* _Written exercise_
Rewrite the records from the line containing "If you could tag the framed" through the last line of the records, inclusive, changing every "thankful" to "grateful" and leaving everything else as it is.
[Start of Dataset excerpts]
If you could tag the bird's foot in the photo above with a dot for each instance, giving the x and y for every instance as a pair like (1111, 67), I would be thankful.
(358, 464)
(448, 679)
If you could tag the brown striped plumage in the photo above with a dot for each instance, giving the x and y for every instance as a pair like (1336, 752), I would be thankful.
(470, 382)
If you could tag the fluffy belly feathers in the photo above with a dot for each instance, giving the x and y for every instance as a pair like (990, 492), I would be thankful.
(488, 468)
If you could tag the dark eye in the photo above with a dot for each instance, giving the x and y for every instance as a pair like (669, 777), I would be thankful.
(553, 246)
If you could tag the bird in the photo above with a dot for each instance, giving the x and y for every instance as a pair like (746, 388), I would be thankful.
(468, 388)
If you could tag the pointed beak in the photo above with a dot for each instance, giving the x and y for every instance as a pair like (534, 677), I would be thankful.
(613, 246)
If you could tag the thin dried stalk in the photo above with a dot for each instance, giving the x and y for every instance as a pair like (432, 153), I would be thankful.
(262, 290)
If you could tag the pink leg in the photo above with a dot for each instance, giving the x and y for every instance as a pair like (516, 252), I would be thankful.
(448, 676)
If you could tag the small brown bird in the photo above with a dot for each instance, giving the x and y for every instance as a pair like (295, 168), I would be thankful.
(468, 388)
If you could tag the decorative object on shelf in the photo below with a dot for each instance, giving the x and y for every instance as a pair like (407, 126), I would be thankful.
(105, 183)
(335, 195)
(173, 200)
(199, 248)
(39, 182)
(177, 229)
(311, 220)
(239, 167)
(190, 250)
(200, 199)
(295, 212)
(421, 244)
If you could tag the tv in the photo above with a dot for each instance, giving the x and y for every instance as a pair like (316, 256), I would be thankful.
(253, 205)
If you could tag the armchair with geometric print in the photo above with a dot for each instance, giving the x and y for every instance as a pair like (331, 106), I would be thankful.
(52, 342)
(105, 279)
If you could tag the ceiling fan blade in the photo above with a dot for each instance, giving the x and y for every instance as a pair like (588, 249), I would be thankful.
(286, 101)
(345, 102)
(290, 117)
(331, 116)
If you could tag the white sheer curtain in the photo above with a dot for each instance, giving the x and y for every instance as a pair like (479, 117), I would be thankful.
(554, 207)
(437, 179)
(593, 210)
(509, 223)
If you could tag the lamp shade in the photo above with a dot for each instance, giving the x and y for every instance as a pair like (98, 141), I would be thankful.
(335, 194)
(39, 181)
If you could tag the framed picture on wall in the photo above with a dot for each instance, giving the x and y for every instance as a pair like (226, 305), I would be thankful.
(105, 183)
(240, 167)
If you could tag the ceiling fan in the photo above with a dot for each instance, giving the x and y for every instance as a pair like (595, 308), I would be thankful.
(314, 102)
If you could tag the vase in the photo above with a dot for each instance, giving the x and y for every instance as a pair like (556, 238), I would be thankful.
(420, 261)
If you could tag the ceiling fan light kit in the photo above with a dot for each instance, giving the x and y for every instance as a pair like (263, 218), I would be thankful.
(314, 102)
[End of Dataset excerpts]
* _Solution_
If you could tag the framed picture on wall in the photo above with a dot for each instance, giving the x and y for every instance as a pair like (226, 305), I would be grateful.
(105, 183)
(240, 167)
If you could tag the ceiling fan in the photo above with a dot for each instance, giving the x and y for every instance as a pair like (595, 308), I would be grateful.
(314, 102)
If you could tag the vase in the photo above with a dot for each instance, giving the x and y for every instance as a pair like (556, 238), I would be grateful.
(420, 261)
If you could tag the ceiling fan light kit in the photo above with a dot for each instance, giving the x and y for every instance as a pair like (263, 218), I would be grateful.
(314, 102)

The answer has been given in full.